- DATA FOR REVIEW
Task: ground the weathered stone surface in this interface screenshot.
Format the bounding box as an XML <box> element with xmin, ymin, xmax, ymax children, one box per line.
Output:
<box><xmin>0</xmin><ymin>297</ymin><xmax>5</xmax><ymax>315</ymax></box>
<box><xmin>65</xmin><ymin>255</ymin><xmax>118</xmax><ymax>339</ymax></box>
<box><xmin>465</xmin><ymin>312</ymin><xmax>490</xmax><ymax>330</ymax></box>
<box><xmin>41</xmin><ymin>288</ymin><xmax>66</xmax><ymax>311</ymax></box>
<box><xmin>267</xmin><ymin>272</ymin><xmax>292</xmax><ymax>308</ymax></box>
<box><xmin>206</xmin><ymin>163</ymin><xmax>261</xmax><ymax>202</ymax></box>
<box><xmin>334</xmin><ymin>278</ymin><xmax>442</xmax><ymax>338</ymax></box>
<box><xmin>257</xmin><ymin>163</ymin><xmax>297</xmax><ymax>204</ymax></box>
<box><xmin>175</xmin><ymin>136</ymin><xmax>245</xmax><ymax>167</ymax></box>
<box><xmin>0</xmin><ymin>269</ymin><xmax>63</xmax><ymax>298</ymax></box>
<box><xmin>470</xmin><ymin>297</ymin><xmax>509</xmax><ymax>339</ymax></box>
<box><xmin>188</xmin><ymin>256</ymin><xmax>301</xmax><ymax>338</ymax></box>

- REQUIREMENT
Return the whole listing exactly as it reads.

- TASK RESULT
Task: ground the weathered stone surface in this interface screenshot.
Format the bounding box as an XML <box> element with xmin, ymin, xmax, ymax children, one box per line.
Output:
<box><xmin>0</xmin><ymin>297</ymin><xmax>5</xmax><ymax>315</ymax></box>
<box><xmin>65</xmin><ymin>255</ymin><xmax>118</xmax><ymax>339</ymax></box>
<box><xmin>465</xmin><ymin>312</ymin><xmax>490</xmax><ymax>330</ymax></box>
<box><xmin>41</xmin><ymin>288</ymin><xmax>66</xmax><ymax>311</ymax></box>
<box><xmin>267</xmin><ymin>272</ymin><xmax>292</xmax><ymax>308</ymax></box>
<box><xmin>206</xmin><ymin>163</ymin><xmax>261</xmax><ymax>202</ymax></box>
<box><xmin>334</xmin><ymin>278</ymin><xmax>442</xmax><ymax>338</ymax></box>
<box><xmin>257</xmin><ymin>163</ymin><xmax>297</xmax><ymax>204</ymax></box>
<box><xmin>175</xmin><ymin>136</ymin><xmax>245</xmax><ymax>167</ymax></box>
<box><xmin>0</xmin><ymin>269</ymin><xmax>63</xmax><ymax>298</ymax></box>
<box><xmin>470</xmin><ymin>297</ymin><xmax>509</xmax><ymax>339</ymax></box>
<box><xmin>188</xmin><ymin>256</ymin><xmax>301</xmax><ymax>338</ymax></box>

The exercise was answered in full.